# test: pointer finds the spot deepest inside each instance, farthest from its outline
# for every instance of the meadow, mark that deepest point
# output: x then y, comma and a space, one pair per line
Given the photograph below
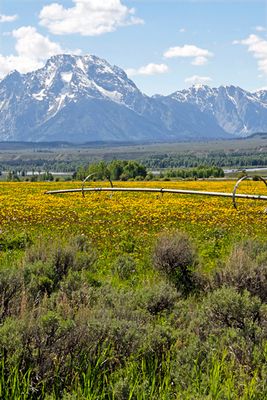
91, 309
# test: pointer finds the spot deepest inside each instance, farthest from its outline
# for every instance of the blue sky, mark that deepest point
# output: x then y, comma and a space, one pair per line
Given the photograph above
163, 45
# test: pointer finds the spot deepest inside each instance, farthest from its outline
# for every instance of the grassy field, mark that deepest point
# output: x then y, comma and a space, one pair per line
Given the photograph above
40, 154
93, 305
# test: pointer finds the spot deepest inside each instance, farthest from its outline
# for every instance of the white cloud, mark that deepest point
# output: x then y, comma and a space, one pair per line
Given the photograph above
149, 69
8, 18
258, 47
32, 50
200, 61
200, 56
87, 17
198, 80
260, 28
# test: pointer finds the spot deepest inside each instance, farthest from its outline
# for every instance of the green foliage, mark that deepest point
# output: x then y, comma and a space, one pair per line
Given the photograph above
175, 257
199, 172
246, 269
115, 170
77, 326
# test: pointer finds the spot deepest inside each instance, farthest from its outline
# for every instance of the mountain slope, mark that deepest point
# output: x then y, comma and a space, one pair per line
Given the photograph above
84, 98
235, 110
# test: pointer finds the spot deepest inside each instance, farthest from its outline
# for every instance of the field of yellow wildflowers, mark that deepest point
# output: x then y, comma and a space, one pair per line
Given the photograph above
94, 304
111, 219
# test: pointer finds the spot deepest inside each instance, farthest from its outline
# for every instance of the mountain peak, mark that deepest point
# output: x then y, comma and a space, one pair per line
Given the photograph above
84, 98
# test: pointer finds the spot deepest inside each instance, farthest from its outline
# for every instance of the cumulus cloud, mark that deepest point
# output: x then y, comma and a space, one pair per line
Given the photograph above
200, 56
32, 50
87, 17
260, 28
198, 80
258, 47
8, 18
149, 69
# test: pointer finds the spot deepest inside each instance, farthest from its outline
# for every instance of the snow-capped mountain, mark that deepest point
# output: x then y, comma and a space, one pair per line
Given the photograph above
84, 98
236, 111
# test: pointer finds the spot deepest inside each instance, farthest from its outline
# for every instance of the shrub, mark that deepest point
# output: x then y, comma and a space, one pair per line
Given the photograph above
124, 266
174, 256
246, 268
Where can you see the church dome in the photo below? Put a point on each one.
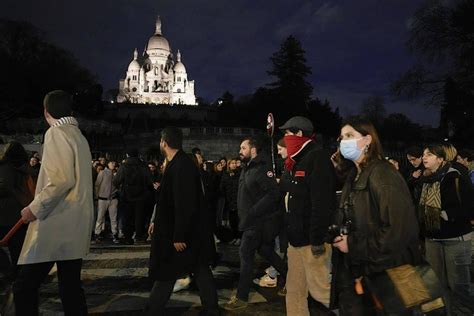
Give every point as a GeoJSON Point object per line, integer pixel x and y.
{"type": "Point", "coordinates": [179, 66]}
{"type": "Point", "coordinates": [158, 42]}
{"type": "Point", "coordinates": [134, 66]}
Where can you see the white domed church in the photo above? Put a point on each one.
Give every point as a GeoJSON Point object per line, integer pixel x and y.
{"type": "Point", "coordinates": [157, 77]}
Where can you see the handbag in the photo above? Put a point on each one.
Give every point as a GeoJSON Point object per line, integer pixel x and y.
{"type": "Point", "coordinates": [406, 287]}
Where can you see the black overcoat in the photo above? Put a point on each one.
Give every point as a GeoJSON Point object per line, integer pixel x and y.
{"type": "Point", "coordinates": [182, 216]}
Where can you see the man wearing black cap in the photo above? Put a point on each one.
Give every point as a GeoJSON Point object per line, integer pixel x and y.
{"type": "Point", "coordinates": [61, 215]}
{"type": "Point", "coordinates": [311, 201]}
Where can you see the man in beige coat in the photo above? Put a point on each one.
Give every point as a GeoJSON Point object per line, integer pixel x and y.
{"type": "Point", "coordinates": [61, 215]}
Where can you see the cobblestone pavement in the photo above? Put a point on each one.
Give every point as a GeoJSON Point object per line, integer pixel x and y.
{"type": "Point", "coordinates": [115, 281]}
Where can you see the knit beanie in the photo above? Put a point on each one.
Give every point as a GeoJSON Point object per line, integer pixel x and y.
{"type": "Point", "coordinates": [58, 103]}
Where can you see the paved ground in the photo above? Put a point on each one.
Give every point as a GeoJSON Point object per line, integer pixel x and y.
{"type": "Point", "coordinates": [115, 281]}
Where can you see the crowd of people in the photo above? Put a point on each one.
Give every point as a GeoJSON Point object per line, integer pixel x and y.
{"type": "Point", "coordinates": [329, 224]}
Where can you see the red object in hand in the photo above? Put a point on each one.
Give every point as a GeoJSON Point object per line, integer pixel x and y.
{"type": "Point", "coordinates": [12, 231]}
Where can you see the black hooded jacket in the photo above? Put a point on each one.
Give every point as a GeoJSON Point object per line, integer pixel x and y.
{"type": "Point", "coordinates": [258, 194]}
{"type": "Point", "coordinates": [312, 196]}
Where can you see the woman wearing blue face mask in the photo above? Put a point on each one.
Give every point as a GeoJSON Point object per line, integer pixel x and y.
{"type": "Point", "coordinates": [376, 228]}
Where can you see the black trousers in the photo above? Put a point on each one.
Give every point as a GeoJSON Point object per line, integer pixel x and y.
{"type": "Point", "coordinates": [162, 290]}
{"type": "Point", "coordinates": [14, 246]}
{"type": "Point", "coordinates": [134, 219]}
{"type": "Point", "coordinates": [30, 277]}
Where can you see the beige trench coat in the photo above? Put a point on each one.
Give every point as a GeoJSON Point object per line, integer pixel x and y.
{"type": "Point", "coordinates": [63, 203]}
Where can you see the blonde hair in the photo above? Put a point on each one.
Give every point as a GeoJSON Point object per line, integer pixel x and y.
{"type": "Point", "coordinates": [450, 151]}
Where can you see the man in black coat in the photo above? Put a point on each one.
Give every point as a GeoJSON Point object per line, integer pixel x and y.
{"type": "Point", "coordinates": [259, 218]}
{"type": "Point", "coordinates": [311, 204]}
{"type": "Point", "coordinates": [134, 181]}
{"type": "Point", "coordinates": [182, 241]}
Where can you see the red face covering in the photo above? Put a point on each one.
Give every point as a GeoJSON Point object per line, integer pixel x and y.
{"type": "Point", "coordinates": [294, 144]}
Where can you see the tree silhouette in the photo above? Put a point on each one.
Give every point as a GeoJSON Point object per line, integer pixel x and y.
{"type": "Point", "coordinates": [441, 36]}
{"type": "Point", "coordinates": [31, 67]}
{"type": "Point", "coordinates": [373, 109]}
{"type": "Point", "coordinates": [291, 88]}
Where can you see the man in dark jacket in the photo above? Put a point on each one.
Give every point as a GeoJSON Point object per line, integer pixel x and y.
{"type": "Point", "coordinates": [311, 203]}
{"type": "Point", "coordinates": [259, 218]}
{"type": "Point", "coordinates": [182, 242]}
{"type": "Point", "coordinates": [134, 181]}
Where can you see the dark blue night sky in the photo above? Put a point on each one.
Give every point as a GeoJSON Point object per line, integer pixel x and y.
{"type": "Point", "coordinates": [355, 48]}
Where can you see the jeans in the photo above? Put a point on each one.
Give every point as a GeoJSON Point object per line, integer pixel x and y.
{"type": "Point", "coordinates": [134, 219]}
{"type": "Point", "coordinates": [307, 275]}
{"type": "Point", "coordinates": [103, 206]}
{"type": "Point", "coordinates": [450, 260]}
{"type": "Point", "coordinates": [252, 240]}
{"type": "Point", "coordinates": [30, 277]}
{"type": "Point", "coordinates": [162, 290]}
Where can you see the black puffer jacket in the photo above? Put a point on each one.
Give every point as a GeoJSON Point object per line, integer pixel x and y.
{"type": "Point", "coordinates": [229, 187]}
{"type": "Point", "coordinates": [258, 194]}
{"type": "Point", "coordinates": [312, 196]}
{"type": "Point", "coordinates": [384, 231]}
{"type": "Point", "coordinates": [134, 180]}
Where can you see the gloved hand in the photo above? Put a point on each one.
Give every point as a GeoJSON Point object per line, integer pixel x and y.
{"type": "Point", "coordinates": [318, 250]}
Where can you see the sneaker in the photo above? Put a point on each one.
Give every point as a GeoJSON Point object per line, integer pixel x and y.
{"type": "Point", "coordinates": [282, 291]}
{"type": "Point", "coordinates": [269, 270]}
{"type": "Point", "coordinates": [140, 242]}
{"type": "Point", "coordinates": [182, 284]}
{"type": "Point", "coordinates": [126, 241]}
{"type": "Point", "coordinates": [235, 303]}
{"type": "Point", "coordinates": [266, 281]}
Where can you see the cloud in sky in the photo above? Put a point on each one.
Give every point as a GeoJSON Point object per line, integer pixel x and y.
{"type": "Point", "coordinates": [353, 47]}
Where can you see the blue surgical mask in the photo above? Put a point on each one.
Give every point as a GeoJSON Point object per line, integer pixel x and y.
{"type": "Point", "coordinates": [349, 149]}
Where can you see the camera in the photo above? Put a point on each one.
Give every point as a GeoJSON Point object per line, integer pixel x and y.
{"type": "Point", "coordinates": [342, 226]}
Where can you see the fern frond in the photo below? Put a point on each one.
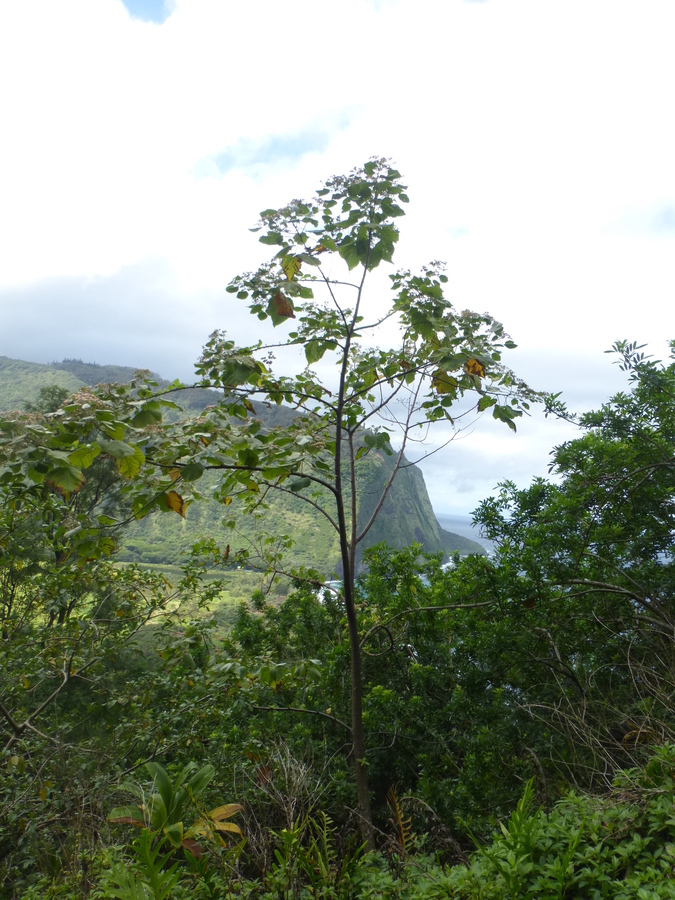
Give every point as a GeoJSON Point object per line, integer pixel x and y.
{"type": "Point", "coordinates": [400, 823]}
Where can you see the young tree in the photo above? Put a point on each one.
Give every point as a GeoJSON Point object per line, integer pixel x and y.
{"type": "Point", "coordinates": [444, 367]}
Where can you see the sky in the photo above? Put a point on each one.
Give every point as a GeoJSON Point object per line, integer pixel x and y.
{"type": "Point", "coordinates": [142, 138]}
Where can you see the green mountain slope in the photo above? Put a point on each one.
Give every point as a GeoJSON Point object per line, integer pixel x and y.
{"type": "Point", "coordinates": [406, 515]}
{"type": "Point", "coordinates": [20, 382]}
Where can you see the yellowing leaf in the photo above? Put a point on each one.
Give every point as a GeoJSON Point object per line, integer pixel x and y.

- Problem details: Give the rows from the line containing "Where can you see the fern" through the last line of the rows as a JSON list of strings, with one string per line and no blank lines. Leave out the picture.

- Reply:
[
  "Where can you see the fern frond in the photo below? Put a point on each one.",
  "Give every point as a GeoJSON Point object per line, integer pixel x and y.",
  "{\"type\": \"Point\", \"coordinates\": [400, 823]}",
  "Where can you see the young tree in the photo above? Put a point on each one.",
  "Give every point as a GeoJSON Point object per line, integer pixel x and y.",
  "{\"type\": \"Point\", \"coordinates\": [444, 367]}",
  "Where can you see the sky in the photo above? Put a point on each one.",
  "Give every point as a GeoJSON Point object per line, integer pixel x and y.",
  "{\"type\": \"Point\", \"coordinates\": [142, 138]}",
  "Where can you see the green mountain slope in the photo above? Put a point on each one.",
  "Give every point as a GeoJSON Point object per line, integer pixel x and y.",
  "{\"type\": \"Point\", \"coordinates\": [406, 515]}",
  "{\"type\": \"Point\", \"coordinates\": [20, 382]}",
  "Where can you see the yellowing leaf in the photo above? Put a point on each one.",
  "Give every point as a GeoJSON Point object per line, integer pixel x and y."
]